Material provided Start Marker

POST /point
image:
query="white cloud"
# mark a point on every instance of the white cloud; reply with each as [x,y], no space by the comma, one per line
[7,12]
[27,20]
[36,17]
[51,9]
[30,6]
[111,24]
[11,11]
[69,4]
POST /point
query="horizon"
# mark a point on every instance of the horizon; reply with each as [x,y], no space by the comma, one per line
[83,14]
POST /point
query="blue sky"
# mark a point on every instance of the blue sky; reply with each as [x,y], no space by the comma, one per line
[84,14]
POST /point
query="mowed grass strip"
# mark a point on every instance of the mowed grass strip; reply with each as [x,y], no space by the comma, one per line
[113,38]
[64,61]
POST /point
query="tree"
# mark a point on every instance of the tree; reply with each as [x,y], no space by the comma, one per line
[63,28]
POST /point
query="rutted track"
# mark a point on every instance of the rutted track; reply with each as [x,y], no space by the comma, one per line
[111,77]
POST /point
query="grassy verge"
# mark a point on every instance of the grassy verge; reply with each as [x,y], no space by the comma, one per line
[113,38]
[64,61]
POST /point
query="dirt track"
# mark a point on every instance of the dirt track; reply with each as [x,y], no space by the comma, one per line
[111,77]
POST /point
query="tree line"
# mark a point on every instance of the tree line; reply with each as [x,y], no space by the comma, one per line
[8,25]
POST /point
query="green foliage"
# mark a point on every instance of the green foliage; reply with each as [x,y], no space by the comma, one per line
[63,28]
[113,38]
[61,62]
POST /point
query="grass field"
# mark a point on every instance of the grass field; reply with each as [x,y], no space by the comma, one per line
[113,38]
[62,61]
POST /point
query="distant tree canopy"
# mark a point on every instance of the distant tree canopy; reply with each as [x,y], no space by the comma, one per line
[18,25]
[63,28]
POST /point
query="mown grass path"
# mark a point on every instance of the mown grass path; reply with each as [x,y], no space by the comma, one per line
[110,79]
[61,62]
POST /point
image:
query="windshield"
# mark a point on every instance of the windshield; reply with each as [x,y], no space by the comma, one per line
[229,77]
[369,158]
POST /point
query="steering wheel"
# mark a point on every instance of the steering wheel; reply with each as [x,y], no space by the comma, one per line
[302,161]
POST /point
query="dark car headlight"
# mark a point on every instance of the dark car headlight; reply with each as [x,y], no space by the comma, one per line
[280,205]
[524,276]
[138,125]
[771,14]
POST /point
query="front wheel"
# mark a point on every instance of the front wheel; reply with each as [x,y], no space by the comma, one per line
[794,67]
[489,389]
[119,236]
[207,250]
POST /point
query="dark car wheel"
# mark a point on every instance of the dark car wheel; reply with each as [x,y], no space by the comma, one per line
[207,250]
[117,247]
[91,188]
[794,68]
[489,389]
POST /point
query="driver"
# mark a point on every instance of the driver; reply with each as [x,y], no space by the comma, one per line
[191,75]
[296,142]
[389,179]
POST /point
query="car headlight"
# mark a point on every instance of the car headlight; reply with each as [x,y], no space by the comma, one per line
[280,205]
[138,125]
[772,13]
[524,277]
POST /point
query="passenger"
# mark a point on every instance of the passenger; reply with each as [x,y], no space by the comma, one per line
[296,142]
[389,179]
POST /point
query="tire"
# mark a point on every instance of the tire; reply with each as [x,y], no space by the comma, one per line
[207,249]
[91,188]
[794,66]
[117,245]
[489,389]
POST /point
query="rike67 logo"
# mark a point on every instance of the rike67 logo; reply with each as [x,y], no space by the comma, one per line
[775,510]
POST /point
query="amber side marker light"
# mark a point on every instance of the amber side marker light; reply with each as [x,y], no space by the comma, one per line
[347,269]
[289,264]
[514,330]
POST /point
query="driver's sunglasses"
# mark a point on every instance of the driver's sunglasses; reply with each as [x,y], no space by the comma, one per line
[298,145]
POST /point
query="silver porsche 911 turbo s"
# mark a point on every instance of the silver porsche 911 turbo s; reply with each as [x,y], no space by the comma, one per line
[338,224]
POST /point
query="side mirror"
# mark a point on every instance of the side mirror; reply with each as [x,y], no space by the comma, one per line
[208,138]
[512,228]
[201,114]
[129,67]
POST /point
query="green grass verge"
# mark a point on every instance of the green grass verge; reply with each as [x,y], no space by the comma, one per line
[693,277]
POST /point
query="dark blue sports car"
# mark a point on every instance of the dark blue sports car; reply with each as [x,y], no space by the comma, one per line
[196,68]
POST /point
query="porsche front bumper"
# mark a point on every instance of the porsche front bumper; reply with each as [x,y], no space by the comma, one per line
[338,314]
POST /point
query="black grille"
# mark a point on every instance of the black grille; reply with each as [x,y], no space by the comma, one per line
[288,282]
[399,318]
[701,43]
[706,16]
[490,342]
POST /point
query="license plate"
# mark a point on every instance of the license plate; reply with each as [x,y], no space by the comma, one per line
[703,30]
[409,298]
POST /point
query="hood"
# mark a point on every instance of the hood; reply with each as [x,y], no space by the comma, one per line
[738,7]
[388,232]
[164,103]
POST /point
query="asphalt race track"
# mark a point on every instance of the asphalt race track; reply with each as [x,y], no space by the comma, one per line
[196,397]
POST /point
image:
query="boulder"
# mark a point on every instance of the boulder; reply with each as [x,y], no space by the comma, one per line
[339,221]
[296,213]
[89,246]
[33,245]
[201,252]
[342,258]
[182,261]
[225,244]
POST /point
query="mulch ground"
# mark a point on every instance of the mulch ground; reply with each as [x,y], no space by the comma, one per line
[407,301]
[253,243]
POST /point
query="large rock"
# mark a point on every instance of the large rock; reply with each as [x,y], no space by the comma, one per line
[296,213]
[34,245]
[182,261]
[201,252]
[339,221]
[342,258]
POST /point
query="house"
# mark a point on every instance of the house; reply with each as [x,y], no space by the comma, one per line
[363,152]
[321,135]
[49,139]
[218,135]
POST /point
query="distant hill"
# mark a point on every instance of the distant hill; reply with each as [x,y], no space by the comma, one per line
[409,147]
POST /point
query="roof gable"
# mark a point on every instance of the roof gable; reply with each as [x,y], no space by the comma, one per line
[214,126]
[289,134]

Material provided End Marker

#### Requirement
Transcribe the full set of records without altering a single character.

#### Finished task
POST /point
image:
query="white cloud"
# mark a point on every instance of the white cloud; reply with each as [x,y], no space by the comma, one per line
[7,12]
[27,20]
[36,17]
[51,9]
[30,6]
[111,24]
[11,11]
[69,4]
POST /point
query="horizon"
# mark a point on every instance of the horizon; reply with each as [x,y], no space by the comma, one per line
[83,14]
POST /point
query="blue sky"
# mark a point on every instance of the blue sky; reply with each as [x,y], no space by the comma, one per line
[84,14]
POST /point
query="mowed grass strip"
# mark a point on every instance of the mowed grass strip; reply with each as [x,y], no space by the comma, one per line
[113,38]
[64,61]
POST /point
query="tree"
# mark a point on every instance of the tree; reply with each as [x,y], no space by the comma, one per line
[63,28]
POST /point
query="rutted track"
# mark a point on every instance of the rutted track; reply with each as [x,y], no space by the comma, one per line
[111,77]
POST /point
query="grassy verge"
# mark a point on every instance of the grassy verge; reply with each as [x,y], no space by the comma, one per line
[113,38]
[64,61]
POST /point
query="dirt track"
# mark a point on every instance of the dirt track; reply with each as [x,y], no space by the comma, one per line
[111,77]
POST /point
query="tree line"
# mark a point on every instance of the tree line; reply with each as [x,y], no space by the comma, one per line
[8,25]
POST /point
query="green foliage"
# mark a point on every instance of the green foliage; reply with each as [x,y], no space by the comma, one per line
[63,28]
[113,38]
[61,62]
POST /point
query="grass field"
# mark a point on every instance of the grass field; reply with each as [x,y], no space by the comma, one per line
[113,38]
[62,61]
POST /point
query="distant tree canopy"
# mark a point on every instance of the distant tree canopy; reply with each as [x,y], no space by the comma, one per line
[18,25]
[63,28]
POST /point
query="mown grass path"
# mark a point on every instance of the mown grass path; reply with each as [x,y], no space by the comma, one per line
[110,79]
[61,62]
POST /point
image:
query="windshield"
# mark a point on every instance of the windshield; reply with each as [x,y], no space by the comma, one per line
[229,77]
[369,158]
POST /point
query="steering wheel"
# mark a point on every instance of the steering wheel; reply with each as [x,y], no space by the comma, one per line
[302,161]
POST /point
query="dark car headlight"
# mark a point on every instance of the dark car headlight; reply with each as [x,y], no space by the comma, one per line
[280,205]
[524,276]
[138,125]
[771,14]
POST /point
query="front wheel"
# mark a point on every instance of the front wheel; reply with each as [x,y], no space by the comma, one per line
[794,67]
[489,389]
[119,236]
[207,250]
POST /point
query="dark car wheel"
# mark a point on every instance of the dark car wheel; reply with each as [x,y], no space by the comma, one per line
[207,250]
[117,247]
[91,188]
[794,68]
[489,389]
POST /point
query="driver"
# mark a point on every instance of the driver; reply with each as [x,y], no space by the comma, one per line
[191,75]
[296,142]
[389,179]
POST /point
query="car headlight"
# mark a point on every instance of the car headlight; reply with each as [x,y], no space by the comma, one per line
[280,205]
[138,125]
[772,13]
[524,277]
POST /point
query="passenger"
# mark a point on every instance of the passenger; reply with each as [x,y], no space by the comma, one per line
[296,142]
[389,179]
POST /point
query="tire"
# mark a point on every instance of the tire; reply with each as [x,y], no space by the comma, one per line
[207,249]
[91,188]
[794,66]
[117,245]
[489,389]
POST /point
query="rike67 logo"
# mark a point on every instance of the rike67 logo; reply with each as [x,y], no space by the comma, one per line
[775,510]
POST /point
query="amber side marker light"
# mark a point on every instance of the amber side marker light; reply with each as [x,y], no space by the comma, one per line
[347,269]
[289,264]
[514,330]
POST /point
query="driver's sunglasses"
# mark a point on every instance of the driver's sunglasses; reply with each as [x,y], no space by the comma, one per line
[298,145]
POST /point
query="silver porsche 911 turbo s"
# mark a point on every instance of the silver porsche 911 turbo s; reply with each as [x,y], no space by the comma, one per line
[338,224]
POST /point
query="side mirror"
# mark a point on every instance of the side mirror; reply with each as [x,y], no space by the comma, one per line
[208,138]
[512,228]
[201,114]
[129,67]
POST /point
query="green grass verge"
# mark a point on every instance of the green grass verge; reply with each as [x,y], no space by the comma, one per line
[693,277]
POST /point
query="dark blue sports car"
# mark a point on every instance of the dark blue sports car; reply with each as [x,y], no space by the comma, one per line
[196,68]
POST /point
query="porsche front bumper"
# mark a point on every instance of the porsche front bumper; reply with each as [x,y], no space by the comma, one per line
[338,314]
POST /point
query="black grille"
# mark a point on every instance of the black grille; reply with each as [x,y], no space by the comma, one per line
[288,282]
[399,318]
[701,43]
[706,16]
[490,342]
POST /point
query="license plate"
# mark a point on every instance of the license plate; reply with each as [x,y], no space by the comma, one per line
[703,30]
[409,298]
POST /point
query="hood"
# mark a point on every instance of the hood; reply with each as [x,y], no space by the comma, one per line
[738,7]
[388,232]
[164,103]
POST /point
query="asphalt race track"
# mark a point on every instance of the asphalt race track; reply with each as [x,y], no space by the comma, one per line
[196,397]
POST /point
image:
query="boulder"
# mark a point on every instance of the boulder; reply with each as [x,y], no space by the comma, one per line
[339,221]
[296,213]
[89,246]
[33,245]
[201,252]
[342,258]
[182,261]
[225,244]
POST /point
query="mulch ground"
# mark a point on every instance of the mulch ground; reply with each as [x,y], no space by the comma, one per line
[407,301]
[253,243]
POST /point
query="large rock"
# mark a point on every instance of the large rock; reply with each as [x,y], no space by the comma, one per line
[296,213]
[34,245]
[182,261]
[201,252]
[339,221]
[342,258]
POST /point
query="house"
# mark a point on every instance of the house; reply with each as [x,y], no space by the comma, one per line
[363,152]
[321,135]
[49,139]
[218,135]
POST /point
query="distant hill"
# mark a point on every instance of the distant hill; reply with each as [x,y], no space by the comma, one per line
[409,147]
POST /point
query="roof gable"
# mark a point on every instance of the roof gable; reply with each as [x,y], no space by the comma, one per line
[214,126]
[289,134]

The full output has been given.